▶ [Excerpted records]
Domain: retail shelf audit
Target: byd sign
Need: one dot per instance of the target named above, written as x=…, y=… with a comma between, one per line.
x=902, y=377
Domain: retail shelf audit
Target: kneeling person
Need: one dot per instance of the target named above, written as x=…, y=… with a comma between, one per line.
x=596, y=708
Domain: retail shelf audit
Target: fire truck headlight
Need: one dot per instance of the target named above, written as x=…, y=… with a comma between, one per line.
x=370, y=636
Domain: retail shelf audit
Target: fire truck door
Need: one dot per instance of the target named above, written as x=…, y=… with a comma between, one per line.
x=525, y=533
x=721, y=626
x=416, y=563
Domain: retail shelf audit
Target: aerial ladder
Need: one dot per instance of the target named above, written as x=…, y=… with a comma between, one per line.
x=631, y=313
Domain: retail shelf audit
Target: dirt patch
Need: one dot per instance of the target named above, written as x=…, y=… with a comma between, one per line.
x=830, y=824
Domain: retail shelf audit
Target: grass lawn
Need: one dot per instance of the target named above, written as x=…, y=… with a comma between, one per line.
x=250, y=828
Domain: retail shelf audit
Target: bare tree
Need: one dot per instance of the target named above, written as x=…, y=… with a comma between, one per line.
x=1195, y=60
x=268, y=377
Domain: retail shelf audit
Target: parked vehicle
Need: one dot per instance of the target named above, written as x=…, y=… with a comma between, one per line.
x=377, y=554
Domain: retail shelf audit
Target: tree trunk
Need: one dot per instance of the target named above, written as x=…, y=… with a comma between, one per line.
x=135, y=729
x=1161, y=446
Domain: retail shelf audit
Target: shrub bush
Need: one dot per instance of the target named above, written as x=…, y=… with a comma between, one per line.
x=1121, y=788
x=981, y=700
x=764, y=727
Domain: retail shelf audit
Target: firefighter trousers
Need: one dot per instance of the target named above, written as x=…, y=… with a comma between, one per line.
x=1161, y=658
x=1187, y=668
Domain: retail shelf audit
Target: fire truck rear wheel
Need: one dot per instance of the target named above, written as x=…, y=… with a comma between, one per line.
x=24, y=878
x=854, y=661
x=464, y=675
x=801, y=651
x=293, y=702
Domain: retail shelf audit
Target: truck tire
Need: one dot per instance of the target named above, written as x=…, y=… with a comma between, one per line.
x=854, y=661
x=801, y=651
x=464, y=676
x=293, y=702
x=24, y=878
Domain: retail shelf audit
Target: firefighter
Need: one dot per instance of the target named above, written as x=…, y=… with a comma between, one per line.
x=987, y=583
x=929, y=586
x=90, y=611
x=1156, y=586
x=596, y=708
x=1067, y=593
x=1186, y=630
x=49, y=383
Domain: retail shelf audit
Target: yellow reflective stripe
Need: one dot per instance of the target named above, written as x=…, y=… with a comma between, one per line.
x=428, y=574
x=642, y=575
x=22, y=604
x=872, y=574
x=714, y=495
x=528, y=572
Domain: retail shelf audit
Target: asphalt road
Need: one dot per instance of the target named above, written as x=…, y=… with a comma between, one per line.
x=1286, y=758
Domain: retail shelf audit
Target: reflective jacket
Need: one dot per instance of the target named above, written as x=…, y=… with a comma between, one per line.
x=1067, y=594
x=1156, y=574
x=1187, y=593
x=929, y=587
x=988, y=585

▶ [Problem to work on]
Please report every line of the data above that contains the word "truck", copying each such line in full. Treat the match as case-sensitive.

▶ [Response for this exercise]
Target: fire truck headlight
Target: fire truck door
Target: fire truck rear wheel
Target: truck tire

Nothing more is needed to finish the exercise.